== EXCERPT ==
########

Karthik Kumar (born 21 November 1977) is an Indian stand-up comedian and actor in the Tamil film and television industries.

Biography 
He studied chemical engineering in Sri Venkateswara College of Engineering.

After earning his Bachelor's degree, Karthik along with his friend Sunil Vishnu quit their respective jobs and started the event management company "Evam", which today is a theatre company of renown. Karthik made his acting debut with Alaipayuthey (2000) portraying a small role as the female lead character's prospective suitor. He was first tested for the role of R. Madhavan in the film but was rejected as he was too young with no acting experience at the time. He went on to portray supporting roles notably in films like Yaaradi Nee Mohini (2008) and Poi Solla Porom (2008).

In November 2016, Karthik lamented getting typecast in particular roles, especially as the American mappillai, and announced his retirement from the film industry. However, he returned with a role in Rocketry: The Nambi Effect (2022).

########

== RECORDED DATA ==
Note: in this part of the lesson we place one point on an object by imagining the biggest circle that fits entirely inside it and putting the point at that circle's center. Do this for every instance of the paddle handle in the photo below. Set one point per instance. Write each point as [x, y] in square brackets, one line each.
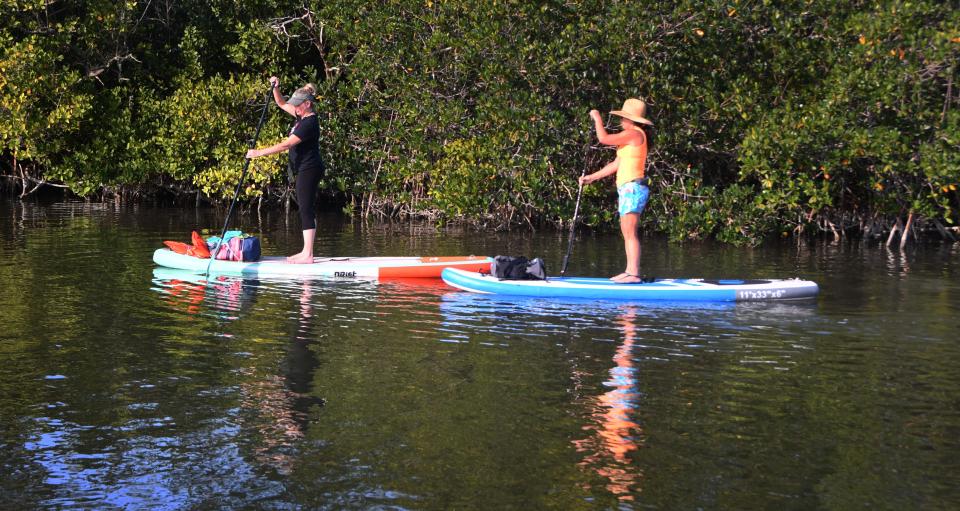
[573, 226]
[243, 177]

########

== GIVEN TASK A ==
According to the biography, why was Karthik Kumar rejected when he was tested for the role of R. Madhavan in Alaipayuthey? Answer in one to three sentences.
== GIVEN TASK B ==
From the biography, extract the passage from "In November 2016, Karthik" to "Nambi Effect (2022).".
Use only the biography above, not the listing.

== FINISHED ANSWER A ==
He was rejected because he was too young and had no acting experience at the time. He still made his debut in that film in a small role as the female lead character's prospective suitor.

== FINISHED ANSWER B ==
In November 2016, Karthik lamented getting typecast in particular roles, especially as the American mappillai, and announced his retirement from the film industry. However, he returned with a role in Rocketry: The Nambi Effect (2022).